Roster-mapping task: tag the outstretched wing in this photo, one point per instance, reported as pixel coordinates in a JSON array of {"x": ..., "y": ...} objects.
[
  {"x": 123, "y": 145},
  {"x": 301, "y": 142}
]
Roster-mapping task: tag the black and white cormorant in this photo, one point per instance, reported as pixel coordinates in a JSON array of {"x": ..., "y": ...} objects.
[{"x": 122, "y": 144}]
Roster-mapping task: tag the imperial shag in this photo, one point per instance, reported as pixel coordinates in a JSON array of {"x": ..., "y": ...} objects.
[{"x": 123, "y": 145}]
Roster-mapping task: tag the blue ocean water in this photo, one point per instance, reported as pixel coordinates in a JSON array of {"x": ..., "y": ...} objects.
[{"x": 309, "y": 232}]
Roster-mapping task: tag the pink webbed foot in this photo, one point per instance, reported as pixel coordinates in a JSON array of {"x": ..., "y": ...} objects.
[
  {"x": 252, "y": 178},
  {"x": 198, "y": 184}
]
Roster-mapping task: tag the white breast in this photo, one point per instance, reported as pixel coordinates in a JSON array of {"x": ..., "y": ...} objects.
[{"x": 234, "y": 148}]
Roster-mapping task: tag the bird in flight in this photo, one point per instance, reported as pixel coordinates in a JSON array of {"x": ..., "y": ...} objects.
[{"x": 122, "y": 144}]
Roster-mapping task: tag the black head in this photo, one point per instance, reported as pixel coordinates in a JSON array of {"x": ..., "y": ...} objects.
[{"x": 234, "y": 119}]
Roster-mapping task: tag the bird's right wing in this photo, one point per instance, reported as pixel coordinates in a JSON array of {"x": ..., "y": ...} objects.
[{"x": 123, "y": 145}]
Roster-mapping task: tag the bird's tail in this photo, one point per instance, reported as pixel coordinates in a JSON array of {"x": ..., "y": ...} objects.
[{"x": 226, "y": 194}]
====================
## WORK TO BE COMPLETED
Reproduce every row above verbatim, without alteration.

## REPLY
Roster-mapping task: tag the outstretched wing in this photo, one point per instance, reported as pixel coordinates in a JSON array of {"x": ..., "y": ...} objects.
[
  {"x": 123, "y": 145},
  {"x": 301, "y": 142}
]
Roster-mapping task: tag the black and white cormorant in this photo, one point per instance, reported as pixel coordinates in a JSON array of {"x": ..., "y": ...} objects.
[{"x": 122, "y": 144}]
Roster-mapping task: tag the imperial shag in this photo, one point per instance, reported as pixel coordinates in a JSON array of {"x": ..., "y": ...} objects.
[{"x": 123, "y": 145}]
Roster-mapping task: tag the blue ocean water in this photo, one point per instance, reported as pixel coordinates in a JSON array of {"x": ..., "y": ...} objects.
[{"x": 309, "y": 232}]
Roster-mapping task: tag the pink webbed foot in this photo, one point per instance, reported as pixel coordinates in a JSON array of {"x": ..., "y": ...} objects.
[
  {"x": 252, "y": 178},
  {"x": 198, "y": 184}
]
Roster-mapping task: tag the white breast in this photo, one point per instance, reported as pixel coordinates in a JSON array of {"x": ..., "y": ...} objects.
[{"x": 234, "y": 148}]
Roster-mapping task: tag the bird in flight in this photo, one point per instance, reported as pixel coordinates in a JSON array of {"x": ..., "y": ...} objects.
[{"x": 122, "y": 144}]
Roster-mapping task: tag the black head in this photo, one point per instance, reported as pixel coordinates in a JSON array of {"x": ..., "y": ...} objects.
[{"x": 234, "y": 119}]
Roster-mapping task: tag the bird's right wing in this photo, one point per instance, reported as pixel coordinates in a JSON array of {"x": ..., "y": ...} objects.
[{"x": 123, "y": 145}]
Roster-mapping task: tag the bird's tail in this photo, one point per instance, reported as pixel coordinates in a JSON array of {"x": ..., "y": ...} objects.
[{"x": 226, "y": 194}]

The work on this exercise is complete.